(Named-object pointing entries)
** BEGIN **

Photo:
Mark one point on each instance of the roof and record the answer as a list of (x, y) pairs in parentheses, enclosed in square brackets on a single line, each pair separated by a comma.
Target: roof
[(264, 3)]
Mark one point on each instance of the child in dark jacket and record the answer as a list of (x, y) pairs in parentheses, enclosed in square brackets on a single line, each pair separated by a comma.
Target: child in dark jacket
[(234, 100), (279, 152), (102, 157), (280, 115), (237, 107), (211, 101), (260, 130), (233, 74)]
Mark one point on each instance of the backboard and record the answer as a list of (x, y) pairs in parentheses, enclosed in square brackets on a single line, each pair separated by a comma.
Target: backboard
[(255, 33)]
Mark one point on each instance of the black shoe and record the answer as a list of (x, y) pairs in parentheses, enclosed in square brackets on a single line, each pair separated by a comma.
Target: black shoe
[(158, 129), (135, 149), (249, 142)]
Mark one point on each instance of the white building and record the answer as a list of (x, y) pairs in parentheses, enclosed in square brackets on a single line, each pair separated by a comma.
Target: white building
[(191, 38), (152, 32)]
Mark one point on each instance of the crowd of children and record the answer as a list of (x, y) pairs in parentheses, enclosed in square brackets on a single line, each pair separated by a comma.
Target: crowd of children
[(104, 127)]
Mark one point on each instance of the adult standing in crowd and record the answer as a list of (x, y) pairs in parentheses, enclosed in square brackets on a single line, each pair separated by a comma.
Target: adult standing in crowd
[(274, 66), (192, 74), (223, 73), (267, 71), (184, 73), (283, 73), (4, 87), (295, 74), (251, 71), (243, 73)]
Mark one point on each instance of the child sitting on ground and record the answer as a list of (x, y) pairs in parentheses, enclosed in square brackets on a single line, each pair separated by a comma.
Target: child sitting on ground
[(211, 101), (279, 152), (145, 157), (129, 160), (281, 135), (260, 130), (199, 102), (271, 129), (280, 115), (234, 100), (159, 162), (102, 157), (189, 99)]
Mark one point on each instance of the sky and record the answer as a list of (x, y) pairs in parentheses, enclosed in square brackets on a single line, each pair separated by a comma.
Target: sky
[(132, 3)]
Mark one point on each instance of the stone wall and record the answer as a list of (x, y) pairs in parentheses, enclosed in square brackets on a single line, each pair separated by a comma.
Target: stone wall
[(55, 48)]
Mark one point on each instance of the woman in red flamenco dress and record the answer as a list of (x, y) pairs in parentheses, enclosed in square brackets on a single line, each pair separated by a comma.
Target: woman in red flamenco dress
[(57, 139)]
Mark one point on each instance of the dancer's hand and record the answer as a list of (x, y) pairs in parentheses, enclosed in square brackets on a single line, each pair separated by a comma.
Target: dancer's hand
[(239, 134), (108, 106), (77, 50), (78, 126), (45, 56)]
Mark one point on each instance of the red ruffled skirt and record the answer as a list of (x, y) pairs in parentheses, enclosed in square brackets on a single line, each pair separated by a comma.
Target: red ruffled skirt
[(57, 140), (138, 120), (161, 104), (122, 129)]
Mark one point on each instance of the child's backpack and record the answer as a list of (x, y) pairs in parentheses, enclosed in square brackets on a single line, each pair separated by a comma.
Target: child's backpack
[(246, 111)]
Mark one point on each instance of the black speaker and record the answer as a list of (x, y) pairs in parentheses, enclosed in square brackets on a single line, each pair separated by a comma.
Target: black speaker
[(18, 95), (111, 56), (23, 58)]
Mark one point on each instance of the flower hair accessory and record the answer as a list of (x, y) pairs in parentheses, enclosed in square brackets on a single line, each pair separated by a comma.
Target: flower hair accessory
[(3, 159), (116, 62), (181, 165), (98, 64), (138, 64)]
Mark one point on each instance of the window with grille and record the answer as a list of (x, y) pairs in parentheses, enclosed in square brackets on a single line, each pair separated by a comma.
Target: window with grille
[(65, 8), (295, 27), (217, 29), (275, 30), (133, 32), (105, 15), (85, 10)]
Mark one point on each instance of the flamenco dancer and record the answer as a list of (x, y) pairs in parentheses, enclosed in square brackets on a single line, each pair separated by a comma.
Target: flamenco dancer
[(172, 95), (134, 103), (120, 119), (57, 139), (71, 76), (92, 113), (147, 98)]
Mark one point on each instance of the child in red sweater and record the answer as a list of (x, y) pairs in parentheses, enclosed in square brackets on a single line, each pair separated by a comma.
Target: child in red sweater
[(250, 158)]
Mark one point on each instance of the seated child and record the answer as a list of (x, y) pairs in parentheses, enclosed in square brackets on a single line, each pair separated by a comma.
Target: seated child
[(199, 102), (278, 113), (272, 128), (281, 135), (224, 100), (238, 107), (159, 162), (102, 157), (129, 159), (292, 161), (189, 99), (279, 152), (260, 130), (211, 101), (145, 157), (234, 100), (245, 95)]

** END **

* [Work to be completed]
Rewrite the entries above as a two-column CSV with the header row "instruction,points" and one row for each entry. Put the entry's text under instruction and its answer under points, with each value in a single quoted field and any line breaks replaced by spaces.

* [Solution to this problem]
instruction,points
"Photo: Mark one point on each instance of the roof and record the answer as a list of (x, y) pairs in parentheses, enclosed in square brackets on a single line, each pair separated by a comma. Target: roof","[(264, 3)]"
"Mark one point on each instance of the child in dark jacket and record the answer as a list of (x, y) pairs in parentheses, enclosed in square brackets on a single line, each pair separated by a comma. Target: child in dark jacket","[(234, 100), (279, 152), (102, 157), (280, 115), (237, 107), (211, 101), (260, 130), (233, 74)]"
"Mark one point on each instance of the backboard and record the answer as a list of (x, y) pairs in parentheses, enclosed in square brackets on a single line, each pair separated by a comma. Target: backboard","[(255, 33)]"
"Mark one point on each instance of the black shoe and record the answer as a list of (x, y) pairs in parentheses, enclosed in square brackets on a single line, each pair separated by a comma. Target: black shoe","[(158, 129), (135, 149), (249, 142)]"
"Mark one point on each instance of the white building and record the answer as a list of (x, y) pairs in parentheses, enclosed in square brackets on a single line, each pair separated by a comma. Target: white building","[(191, 38), (152, 32)]"
"Mark one point on each instance of the crowd of children and record the answer as a list of (x, y) pairs in parentheses, enclosed in square brackets on a single line, each pair separated by a comma. Target: crowd of children","[(104, 127)]"
"Mark one point on each instance of the adult standing in crowd and record the answer as a list of (x, y) pairs in parentheses, enclosed in square brackets on a single line, each pair separated by a comma. Target: adult standing in crowd","[(274, 66), (192, 74), (223, 73), (267, 71), (184, 73), (283, 73), (4, 87), (295, 74), (251, 71), (243, 73)]"
"Mark one point on each instance of the child sitting on ground and record the answer as a list of (x, y) pairs in parentheses, enclosed in square brackets on a single line, each pair separated by a comma. Target: child sitting on ground","[(211, 101), (279, 152), (145, 157), (129, 160), (281, 135), (260, 130), (199, 102), (271, 129), (280, 115), (234, 100), (159, 162), (102, 157), (189, 99)]"
"Mark one point on each instance of the sky and record the answer as a list of (x, y) pairs in parentheses, enclosed in square brackets on a single line, each pair separated by a comma. Target: sky","[(132, 3)]"
"Mark one point on each instance of the stone wall and record the answer as a list of (x, y) pairs in parentheses, enclosed in square brackets on a single line, each pair separated by a comma. Target: stone wall","[(55, 48)]"
"Mark one point on each instance of the woman in red flamenco dress and record the answer as a list of (x, y) pairs in parentheses, enclosed in square brackets on a single line, each pair separated by a comma. Target: woman in red flamenco dress","[(57, 139)]"
"Mark one point on each instance of the dancer's hand and record the answer as a list of (x, y) pairs in parentheses, enclosed in square brackets on a single line, each pair separated by a comma. Target: dancer's hand","[(239, 134), (108, 106), (77, 50), (78, 126), (45, 56)]"
"Mark one point on each instance of the red ruffled skirt and record the answer as a list of (x, y) pairs in parentheses, enclosed in square brackets on a single line, each pair separated by a comma. Target: red ruffled skirt","[(57, 140), (138, 120), (161, 104), (122, 129)]"
"Mark one point on each instance of the child's backpack and record the answer as a list of (x, y) pairs in parentheses, enclosed in square brackets on a single line, each pair separated by a comma. Target: child's backpack","[(246, 111)]"
"Mark one point on each instance of the black speaker and record the answer as a list of (x, y) pairs in parentheses, enclosed in square brackets on a single line, each pair separated by a comma. Target: black speaker","[(18, 95), (111, 56), (23, 58)]"
"Mark one point on each instance of the flower hair accessory and record the answer as a list of (x, y) pairs in parentheses, enclosed in square brackets on a single line, each pair separated by a comma. Target: flower hair accessory","[(3, 159), (116, 62), (181, 165), (98, 64), (138, 64)]"
"Mark one point on each instance of the window with grille and record the answer as a list of (x, y) pairs in parentheses, enclosed in square brackets on a single line, each pair separated by a comma. Target: window with grille","[(65, 8), (295, 27), (217, 29), (275, 30), (133, 32), (105, 15), (85, 10)]"
"Mark one point on each instance of the flamenco dancer and record the answer as a list of (x, y) pairs in parentheses, enclosed in square brackets on a single line, each pair separated by a comma. Target: flamenco dancer","[(172, 95), (134, 103), (120, 119), (57, 139), (71, 76), (92, 113), (147, 98)]"
"Mark one point on each instance of the child in red sweater and record the answer as a list of (x, y) pairs in parentheses, enclosed in square brackets on a single line, each pair separated by a comma. Target: child in red sweater","[(250, 158)]"
"Mark one point on each instance of the seated child and record the answer as a list of (x, y) pairs in parentheses, enclosed in square brackets on a single line, each pair separated by a comma. Target: seated child","[(199, 102), (278, 113), (272, 128), (281, 135), (224, 100), (238, 107), (159, 162), (102, 157), (129, 159), (292, 161), (189, 99), (279, 152), (260, 130), (211, 101), (145, 157), (234, 100), (245, 95)]"